**Work to be completed**
Report every line below that contains the string "textured", copying each such line in full, and treat uppercase and lowercase as different.

**Materials provided**
⁂
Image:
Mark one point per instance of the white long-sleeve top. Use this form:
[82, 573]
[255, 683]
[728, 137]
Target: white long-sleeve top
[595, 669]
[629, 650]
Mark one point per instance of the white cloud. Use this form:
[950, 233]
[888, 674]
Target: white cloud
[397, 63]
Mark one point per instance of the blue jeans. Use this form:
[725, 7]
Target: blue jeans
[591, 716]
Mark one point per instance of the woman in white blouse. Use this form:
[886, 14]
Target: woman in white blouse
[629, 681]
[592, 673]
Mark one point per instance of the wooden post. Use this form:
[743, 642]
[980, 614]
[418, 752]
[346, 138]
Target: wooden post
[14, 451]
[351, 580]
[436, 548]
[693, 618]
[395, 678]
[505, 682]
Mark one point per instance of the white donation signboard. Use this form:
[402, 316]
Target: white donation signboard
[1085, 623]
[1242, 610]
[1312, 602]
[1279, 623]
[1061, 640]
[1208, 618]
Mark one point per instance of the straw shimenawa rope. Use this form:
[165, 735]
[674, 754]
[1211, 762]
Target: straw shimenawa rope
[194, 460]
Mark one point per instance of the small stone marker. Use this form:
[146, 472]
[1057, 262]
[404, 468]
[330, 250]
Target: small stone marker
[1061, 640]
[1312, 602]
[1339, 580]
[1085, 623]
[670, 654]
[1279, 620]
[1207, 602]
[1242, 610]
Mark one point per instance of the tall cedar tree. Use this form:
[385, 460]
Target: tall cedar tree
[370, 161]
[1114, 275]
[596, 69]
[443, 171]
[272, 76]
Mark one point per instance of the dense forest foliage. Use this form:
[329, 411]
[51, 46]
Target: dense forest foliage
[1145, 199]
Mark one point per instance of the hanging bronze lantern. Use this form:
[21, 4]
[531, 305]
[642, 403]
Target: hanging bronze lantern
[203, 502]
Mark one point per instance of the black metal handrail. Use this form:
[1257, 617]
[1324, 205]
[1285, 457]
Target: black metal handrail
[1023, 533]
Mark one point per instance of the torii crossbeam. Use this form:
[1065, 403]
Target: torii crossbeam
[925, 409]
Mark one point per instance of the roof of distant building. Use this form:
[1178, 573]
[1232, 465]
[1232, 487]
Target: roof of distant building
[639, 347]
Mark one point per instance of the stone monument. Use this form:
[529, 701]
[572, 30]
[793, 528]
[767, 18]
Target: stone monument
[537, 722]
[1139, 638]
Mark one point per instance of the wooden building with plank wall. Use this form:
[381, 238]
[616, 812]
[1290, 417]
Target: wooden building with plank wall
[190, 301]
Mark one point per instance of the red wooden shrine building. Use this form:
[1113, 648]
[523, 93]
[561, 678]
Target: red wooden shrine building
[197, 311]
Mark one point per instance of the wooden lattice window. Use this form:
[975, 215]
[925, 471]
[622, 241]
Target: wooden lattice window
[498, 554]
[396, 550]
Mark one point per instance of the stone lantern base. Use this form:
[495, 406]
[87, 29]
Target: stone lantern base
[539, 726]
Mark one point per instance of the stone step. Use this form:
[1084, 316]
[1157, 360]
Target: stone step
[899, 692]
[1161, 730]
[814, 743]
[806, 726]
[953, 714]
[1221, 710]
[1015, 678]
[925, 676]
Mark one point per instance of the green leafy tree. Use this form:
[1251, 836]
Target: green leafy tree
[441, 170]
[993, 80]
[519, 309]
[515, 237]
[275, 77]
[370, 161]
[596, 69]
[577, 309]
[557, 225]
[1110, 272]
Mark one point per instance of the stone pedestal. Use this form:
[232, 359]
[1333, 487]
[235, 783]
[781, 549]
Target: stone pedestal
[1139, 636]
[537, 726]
⁂
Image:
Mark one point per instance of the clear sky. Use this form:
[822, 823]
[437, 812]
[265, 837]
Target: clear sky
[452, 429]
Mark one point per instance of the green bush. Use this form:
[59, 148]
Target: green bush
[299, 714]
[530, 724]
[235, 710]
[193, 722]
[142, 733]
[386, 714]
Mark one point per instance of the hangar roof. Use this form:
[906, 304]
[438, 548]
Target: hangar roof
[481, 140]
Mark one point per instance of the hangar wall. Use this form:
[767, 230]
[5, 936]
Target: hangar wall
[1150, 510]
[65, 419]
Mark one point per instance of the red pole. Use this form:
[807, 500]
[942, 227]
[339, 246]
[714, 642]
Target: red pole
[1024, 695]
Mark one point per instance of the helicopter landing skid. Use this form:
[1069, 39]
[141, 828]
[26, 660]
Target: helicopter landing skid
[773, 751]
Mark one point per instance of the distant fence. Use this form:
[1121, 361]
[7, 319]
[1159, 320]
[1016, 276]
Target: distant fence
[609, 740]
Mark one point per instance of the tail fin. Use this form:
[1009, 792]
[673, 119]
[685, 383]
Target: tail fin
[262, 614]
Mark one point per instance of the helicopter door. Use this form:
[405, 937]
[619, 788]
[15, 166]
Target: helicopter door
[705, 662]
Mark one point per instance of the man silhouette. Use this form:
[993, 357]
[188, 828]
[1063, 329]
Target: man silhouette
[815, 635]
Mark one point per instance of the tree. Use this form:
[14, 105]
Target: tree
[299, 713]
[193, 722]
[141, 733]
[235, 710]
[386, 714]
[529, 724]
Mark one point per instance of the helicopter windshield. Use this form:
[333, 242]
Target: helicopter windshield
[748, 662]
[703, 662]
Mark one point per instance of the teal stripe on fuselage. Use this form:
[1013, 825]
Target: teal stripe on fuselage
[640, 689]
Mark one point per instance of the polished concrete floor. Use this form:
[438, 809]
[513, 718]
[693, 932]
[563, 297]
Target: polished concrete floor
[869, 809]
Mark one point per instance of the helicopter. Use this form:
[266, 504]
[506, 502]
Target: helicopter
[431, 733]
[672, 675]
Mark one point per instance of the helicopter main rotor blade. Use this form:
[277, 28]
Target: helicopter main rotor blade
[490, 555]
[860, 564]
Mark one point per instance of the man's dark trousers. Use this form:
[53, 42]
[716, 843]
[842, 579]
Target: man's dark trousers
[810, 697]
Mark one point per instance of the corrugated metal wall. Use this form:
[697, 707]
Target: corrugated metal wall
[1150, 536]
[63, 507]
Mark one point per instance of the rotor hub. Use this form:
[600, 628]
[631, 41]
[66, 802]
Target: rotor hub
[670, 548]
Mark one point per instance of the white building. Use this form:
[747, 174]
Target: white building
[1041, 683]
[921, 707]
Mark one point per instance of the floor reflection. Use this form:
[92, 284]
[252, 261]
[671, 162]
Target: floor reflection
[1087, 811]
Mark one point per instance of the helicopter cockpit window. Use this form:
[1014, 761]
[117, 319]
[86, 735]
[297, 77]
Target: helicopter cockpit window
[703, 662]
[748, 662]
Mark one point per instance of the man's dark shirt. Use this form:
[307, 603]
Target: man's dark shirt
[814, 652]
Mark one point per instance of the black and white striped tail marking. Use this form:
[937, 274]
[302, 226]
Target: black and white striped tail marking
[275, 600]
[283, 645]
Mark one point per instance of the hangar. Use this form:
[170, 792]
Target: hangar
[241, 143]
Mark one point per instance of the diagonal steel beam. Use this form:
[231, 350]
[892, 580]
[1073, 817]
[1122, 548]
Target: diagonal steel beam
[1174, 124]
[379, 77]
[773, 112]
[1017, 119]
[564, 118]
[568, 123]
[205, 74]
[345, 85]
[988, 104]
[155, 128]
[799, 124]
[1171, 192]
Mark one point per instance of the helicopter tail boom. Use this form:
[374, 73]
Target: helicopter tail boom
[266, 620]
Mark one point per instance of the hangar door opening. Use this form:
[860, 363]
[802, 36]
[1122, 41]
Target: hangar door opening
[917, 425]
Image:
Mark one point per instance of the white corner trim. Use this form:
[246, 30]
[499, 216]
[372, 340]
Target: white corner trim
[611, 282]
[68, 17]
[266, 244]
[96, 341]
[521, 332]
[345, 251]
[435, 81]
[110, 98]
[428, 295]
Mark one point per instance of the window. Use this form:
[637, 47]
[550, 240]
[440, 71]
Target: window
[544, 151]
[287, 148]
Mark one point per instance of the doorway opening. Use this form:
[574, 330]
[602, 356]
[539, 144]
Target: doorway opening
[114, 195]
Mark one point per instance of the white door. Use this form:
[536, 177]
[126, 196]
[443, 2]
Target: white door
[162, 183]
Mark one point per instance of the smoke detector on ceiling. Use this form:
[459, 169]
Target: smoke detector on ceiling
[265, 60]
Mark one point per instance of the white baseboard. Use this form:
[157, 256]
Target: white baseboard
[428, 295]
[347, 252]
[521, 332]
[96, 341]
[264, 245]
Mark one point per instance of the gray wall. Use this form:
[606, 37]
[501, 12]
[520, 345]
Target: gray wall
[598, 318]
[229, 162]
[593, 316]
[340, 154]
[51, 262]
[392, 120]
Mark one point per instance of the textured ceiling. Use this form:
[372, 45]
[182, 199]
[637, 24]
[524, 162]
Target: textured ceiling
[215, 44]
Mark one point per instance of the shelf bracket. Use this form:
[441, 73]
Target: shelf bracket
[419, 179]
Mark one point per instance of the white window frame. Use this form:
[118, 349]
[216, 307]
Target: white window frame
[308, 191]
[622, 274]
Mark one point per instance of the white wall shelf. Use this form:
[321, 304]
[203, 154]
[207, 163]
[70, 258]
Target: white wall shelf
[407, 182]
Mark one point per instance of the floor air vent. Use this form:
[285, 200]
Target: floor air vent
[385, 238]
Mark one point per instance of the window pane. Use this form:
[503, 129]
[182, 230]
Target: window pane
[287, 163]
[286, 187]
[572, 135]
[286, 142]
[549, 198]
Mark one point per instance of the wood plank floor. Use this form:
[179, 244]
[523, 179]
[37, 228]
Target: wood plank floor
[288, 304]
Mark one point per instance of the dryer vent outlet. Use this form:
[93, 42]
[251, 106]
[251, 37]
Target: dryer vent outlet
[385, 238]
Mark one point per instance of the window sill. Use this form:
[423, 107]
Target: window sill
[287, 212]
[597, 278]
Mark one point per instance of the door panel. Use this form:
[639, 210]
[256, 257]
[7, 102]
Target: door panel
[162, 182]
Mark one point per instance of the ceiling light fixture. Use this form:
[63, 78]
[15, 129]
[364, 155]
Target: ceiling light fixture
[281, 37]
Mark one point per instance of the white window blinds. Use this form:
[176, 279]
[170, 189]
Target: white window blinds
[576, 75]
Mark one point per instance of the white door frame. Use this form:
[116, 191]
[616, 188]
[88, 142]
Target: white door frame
⁂
**Solution for this exercise**
Mark one point per instance of the textured ceiling. Use this form:
Target: textured ceiling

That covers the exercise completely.